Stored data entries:

○ ○ ○ ○

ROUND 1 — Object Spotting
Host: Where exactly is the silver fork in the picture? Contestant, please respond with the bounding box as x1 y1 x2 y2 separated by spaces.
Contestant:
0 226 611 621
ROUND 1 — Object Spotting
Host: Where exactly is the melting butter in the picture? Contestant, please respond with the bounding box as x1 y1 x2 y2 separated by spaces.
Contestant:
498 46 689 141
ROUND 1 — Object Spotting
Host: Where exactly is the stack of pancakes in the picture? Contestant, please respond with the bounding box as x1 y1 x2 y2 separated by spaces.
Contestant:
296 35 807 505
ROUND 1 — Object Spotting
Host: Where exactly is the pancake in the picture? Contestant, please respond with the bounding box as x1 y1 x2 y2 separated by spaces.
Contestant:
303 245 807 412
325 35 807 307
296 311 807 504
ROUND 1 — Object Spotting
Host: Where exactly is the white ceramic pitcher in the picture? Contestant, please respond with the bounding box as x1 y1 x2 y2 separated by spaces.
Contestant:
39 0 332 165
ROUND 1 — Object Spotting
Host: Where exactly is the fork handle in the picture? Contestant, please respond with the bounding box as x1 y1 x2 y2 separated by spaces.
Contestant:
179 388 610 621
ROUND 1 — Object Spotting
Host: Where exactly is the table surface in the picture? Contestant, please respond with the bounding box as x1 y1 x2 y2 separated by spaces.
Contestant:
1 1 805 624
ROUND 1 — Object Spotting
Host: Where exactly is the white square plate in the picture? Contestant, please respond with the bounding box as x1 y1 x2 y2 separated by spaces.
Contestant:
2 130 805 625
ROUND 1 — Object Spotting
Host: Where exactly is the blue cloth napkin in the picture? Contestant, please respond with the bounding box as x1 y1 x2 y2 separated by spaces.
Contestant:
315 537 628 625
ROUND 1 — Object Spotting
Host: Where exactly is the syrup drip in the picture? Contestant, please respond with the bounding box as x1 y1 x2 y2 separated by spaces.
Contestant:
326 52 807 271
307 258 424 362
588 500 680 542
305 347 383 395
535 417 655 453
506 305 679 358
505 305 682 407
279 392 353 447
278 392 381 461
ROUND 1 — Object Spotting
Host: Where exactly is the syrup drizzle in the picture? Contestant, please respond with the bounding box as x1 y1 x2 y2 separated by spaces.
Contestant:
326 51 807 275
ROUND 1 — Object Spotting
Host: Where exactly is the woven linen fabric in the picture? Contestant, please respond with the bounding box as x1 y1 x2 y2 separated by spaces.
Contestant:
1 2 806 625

○ ○ ○ ○

Please give every entry again, precisely as it appears.

ROUND 1 — Object Spotting
Host: Where exactly is the silver fork in the picture? Contestant, please respond with the bounding box as x1 y1 x2 y2 separated by spaces.
Contestant:
0 226 611 621
ROUND 1 — Object Spotting
Host: Where exactly is the melting butter in the picture? Contestant, please respond with the bounding box as x1 y1 x2 y2 separated by spaces.
Contestant:
498 46 689 141
ROUND 1 — Object Spotting
Host: Where exactly is the stack of pancakes in the picture? Contestant, please respond with the bounding box as x1 y1 x2 y2 separated by spaces.
Contestant:
296 35 807 505
ROUND 1 — Object Spotting
Host: Where exactly is the pancake in the picture? Contestant, please respond with the bounding box as x1 y1 x2 y2 separated by spaces.
Contestant:
303 245 807 412
325 35 807 307
296 311 807 504
ROUND 1 — Object Spotting
Host: Where exactly is the white ceramic pitcher in the picture? Contestant, please respond with the bounding box as x1 y1 x2 y2 separated by spaces.
Contestant:
39 0 332 165
ROUND 1 — Object Spotting
Host: Where exactly is the fork handle in the picture? Contestant, please respond with the bounding box as x1 y1 x2 y2 separated by spaces.
Contestant:
179 388 610 621
ROUND 1 — Object Spotting
Host: Where exactly is the table surface in the picture? Contestant, please respond with the bounding box as x1 y1 x2 y2 separated by spaces.
Contestant:
1 1 805 624
ROUND 1 — Object Spotting
Host: Where exactly is the white square plate in the picture? Contestant, please respond with the bounding box as x1 y1 x2 y2 separated by spaces.
Contestant:
2 130 805 625
ROUND 1 — Object Spotting
Host: Where exactly is the blue cloth napkin in the picture? Contestant, please respond with the bounding box as x1 y1 x2 y2 separated by spaces.
Contestant:
315 537 628 625
ROUND 1 — Object Spotting
Host: Where exactly is the syrup drip in the picture? Contestant, please respond with the bounding box as x1 y1 x2 y2 separated by spaces.
Contestant:
326 52 807 271
307 258 424 362
588 500 680 542
305 347 383 395
535 417 655 453
506 305 679 358
505 305 682 407
279 392 353 447
278 392 381 461
ROUND 1 — Object Spotting
Host: Where exactly is the syrup drizzle in the picture? Contestant, please respond with the bounding box as x1 y1 x2 y2 separated by spaces.
Contestant:
326 51 807 275
ROUND 1 — Object Spotting
Host: Where exactly is the woven linen fabric in the picture? Contestant, please respond with the bounding box as x1 y1 x2 y2 separated by spaces.
Contestant:
1 2 806 625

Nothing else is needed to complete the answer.